Required actions –
1. List every Pig command that the passage on Pig in Amazon EMR calls a "statement."
2. Copy the passage on Pig in Amazon EMR from "Reviewing the end" up to and including "Amazon EMR cluster.", and swap each "nine" for "ten".

Source passage –
- - - - - - -
Now you can use the DUMP statement to further examine the resulting data set beyond this initial record. At this point, much of the functionality of the mapper built earlier has been covered. So far through the interactive session, the data has been imported into Amazon EMR and filtered down to the records, including records of an HTTP status value of 300 or higher.

In the custom JAR application, you needed to identify a key value so data could be grouped and evaluated further in the reduce phase. The Pig script has not identified any data element as a key in the commands that have been run. The GROUP statement provides a similar key grouping from the earlier application. The request column is the data element to allow the GROUP statement to build a data set for further calculations.

grunt> GROUP_REQUEST = GROUP FILTERED BY request;
grunt> ILLUSTRATE GROUP_REQUEST;
--------------------------------------------------------------------------------
| group:chararray | FILTERED:bag{:tuple(clientAddr:chararray,remoteLogname:..
--------------------------------------------------------------------------------
| GET /cgi-bin/imagemap/countdown?320,274 HTTP/1.0 | {(piweba2y.prodigy.com, ...
--------------------------------------------------------------------------------

The ILLUSTRATE statement on GROUP_REQUEST shows the results of the data grouping based on HTTP requests. The data now looks very similar to the input to the reduce phase of the earlier custom JAR application.

To compute the total number of error requests for each unique HTTP request string, run the GROUP_REQUEST data through a FOREACH statement to count the number of entries found in the log. The FLATTEN keyword will treat each request in a grouping as a separate line for processing. The incoming data set prior to flattening will be a data tuple, or array.

Group Key: GET /cgi-bin/imagemap/countdown?320,274 HTTP/1.0,
Tuple:     {(piweba2y.prodigy.com, ..., 98), (ip16-085.phx.primenet.com, ...,
98)}

The FLATTEN keyword expresses the array as individual data lines for the COUNT operation to give us a total per request. The result of this operation yields a counting process similar to the reduce routine in the custom JAR application. You can run the ILLUSTRATE or DUMP statements to validate the end results of the FOREACH statement. Finally, the STORE statement writes the result set out to S3. The storage is handled automatically as part of the custom JAR, but should be explicitly written out with the STORE statement in Pig:

grunt> FINAL_DATA = FOREACH GROUP_REQUEST GENERATE
FLATTEN(group) AS request, COUNT($1);
grunt> STORE FINAL_DATA into 's3://program-emr/pig-output';

Reviewing the end result set in S3 yields the same results as our custom JAR workflow. The key differences, after we remove the numerous calls to ILLUSTRATE and DUMP, is a small set of nine Pig Latin statements that generate the same output as the earlier custom JAR Job Flow. With the custom JAR program, the process took several develop, build, test, publish, and execute cycles to work out issues in developing the map and reduce routines. With the interactive session, you are able to build and diagnose your application inside of a running Amazon EMR cluster.

Remember to Terminate Interactive Sessions

To clean up from the interactive session, you’ll need to choose the Terminate option from the Amazon EMR console. Be aware that, unlike the previous custom JAR Job Flows, Amazon EMR will keep the interactive session running and you will continue to incur Amazon EMR usage charges until the cluster is terminated.
- - - - - - -
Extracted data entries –
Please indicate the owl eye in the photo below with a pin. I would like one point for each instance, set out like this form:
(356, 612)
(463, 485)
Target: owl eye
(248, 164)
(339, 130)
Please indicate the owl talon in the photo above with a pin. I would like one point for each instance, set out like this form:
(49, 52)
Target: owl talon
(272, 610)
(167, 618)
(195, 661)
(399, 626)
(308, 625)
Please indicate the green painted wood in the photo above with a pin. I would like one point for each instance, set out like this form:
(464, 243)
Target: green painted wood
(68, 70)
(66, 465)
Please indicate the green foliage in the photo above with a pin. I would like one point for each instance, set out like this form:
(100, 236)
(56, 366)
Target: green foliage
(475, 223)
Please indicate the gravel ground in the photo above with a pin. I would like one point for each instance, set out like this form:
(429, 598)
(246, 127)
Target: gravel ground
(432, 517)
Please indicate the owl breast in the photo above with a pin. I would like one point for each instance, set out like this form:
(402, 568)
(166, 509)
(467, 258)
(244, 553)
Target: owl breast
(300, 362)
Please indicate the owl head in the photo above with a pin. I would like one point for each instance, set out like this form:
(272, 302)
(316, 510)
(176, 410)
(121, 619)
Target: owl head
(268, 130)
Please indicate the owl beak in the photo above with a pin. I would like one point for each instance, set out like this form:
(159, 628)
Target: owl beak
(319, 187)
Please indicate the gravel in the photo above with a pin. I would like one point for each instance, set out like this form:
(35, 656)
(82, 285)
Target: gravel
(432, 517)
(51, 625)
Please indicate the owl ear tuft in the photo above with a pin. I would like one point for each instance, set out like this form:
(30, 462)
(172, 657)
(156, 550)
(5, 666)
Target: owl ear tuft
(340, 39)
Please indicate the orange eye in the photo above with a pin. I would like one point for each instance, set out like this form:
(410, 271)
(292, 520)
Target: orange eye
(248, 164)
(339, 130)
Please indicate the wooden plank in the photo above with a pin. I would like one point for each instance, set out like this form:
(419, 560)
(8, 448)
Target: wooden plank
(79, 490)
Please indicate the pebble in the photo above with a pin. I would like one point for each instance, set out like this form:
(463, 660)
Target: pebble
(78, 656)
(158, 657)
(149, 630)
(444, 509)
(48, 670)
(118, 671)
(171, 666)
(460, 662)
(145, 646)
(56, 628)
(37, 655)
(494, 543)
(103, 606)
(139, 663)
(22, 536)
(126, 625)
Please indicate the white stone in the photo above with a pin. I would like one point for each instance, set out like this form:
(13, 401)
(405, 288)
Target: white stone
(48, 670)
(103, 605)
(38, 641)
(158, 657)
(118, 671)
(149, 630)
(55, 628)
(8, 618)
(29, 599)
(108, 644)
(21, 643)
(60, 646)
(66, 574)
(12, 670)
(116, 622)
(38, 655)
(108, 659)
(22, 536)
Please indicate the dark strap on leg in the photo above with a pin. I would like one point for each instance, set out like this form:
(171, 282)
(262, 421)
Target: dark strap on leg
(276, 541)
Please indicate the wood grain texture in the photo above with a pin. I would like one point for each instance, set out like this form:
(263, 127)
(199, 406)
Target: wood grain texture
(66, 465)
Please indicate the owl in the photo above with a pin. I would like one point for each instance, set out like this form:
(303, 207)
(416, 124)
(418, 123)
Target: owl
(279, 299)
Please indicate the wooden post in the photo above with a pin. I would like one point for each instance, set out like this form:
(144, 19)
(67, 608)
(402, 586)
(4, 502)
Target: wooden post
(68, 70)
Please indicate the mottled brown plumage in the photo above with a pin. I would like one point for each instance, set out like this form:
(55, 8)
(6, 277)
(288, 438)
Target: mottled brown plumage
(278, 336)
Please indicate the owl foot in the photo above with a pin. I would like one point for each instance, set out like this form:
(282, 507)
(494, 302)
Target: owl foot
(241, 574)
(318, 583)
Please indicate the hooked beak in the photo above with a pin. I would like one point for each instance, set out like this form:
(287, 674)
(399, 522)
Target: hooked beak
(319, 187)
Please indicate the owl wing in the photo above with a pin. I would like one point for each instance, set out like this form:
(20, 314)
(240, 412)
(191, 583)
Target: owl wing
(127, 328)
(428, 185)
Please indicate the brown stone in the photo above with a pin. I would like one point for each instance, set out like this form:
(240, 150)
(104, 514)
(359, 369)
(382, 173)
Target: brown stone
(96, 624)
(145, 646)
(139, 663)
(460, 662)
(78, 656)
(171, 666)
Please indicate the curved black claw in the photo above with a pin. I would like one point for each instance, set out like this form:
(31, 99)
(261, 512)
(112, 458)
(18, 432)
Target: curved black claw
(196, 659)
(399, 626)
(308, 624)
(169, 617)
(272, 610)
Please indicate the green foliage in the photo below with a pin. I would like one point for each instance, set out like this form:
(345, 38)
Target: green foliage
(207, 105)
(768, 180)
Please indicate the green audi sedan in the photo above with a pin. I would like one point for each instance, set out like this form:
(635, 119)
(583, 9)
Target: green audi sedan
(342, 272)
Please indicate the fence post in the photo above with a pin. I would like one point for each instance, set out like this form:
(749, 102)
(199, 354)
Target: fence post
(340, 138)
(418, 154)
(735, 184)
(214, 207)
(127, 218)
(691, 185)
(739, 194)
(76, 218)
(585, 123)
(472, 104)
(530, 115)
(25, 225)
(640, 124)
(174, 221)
- - - - - - -
Answers given –
1. DUMP, GROUP, ILLUSTRATE, FOREACH, STORE

2.
Reviewing the end result set in S3 yields the same results as our custom JAR workflow. The key differences, after we remove the numerous calls to ILLUSTRATE and DUMP, is a small set of ten Pig Latin statements that generate the same output as the earlier custom JAR Job Flow. With the custom JAR program, the process took several develop, build, test, publish, and execute cycles to work out issues in developing the map and reduce routines. With the interactive session, you are able to build and diagnose your application inside of a running Amazon EMR cluster.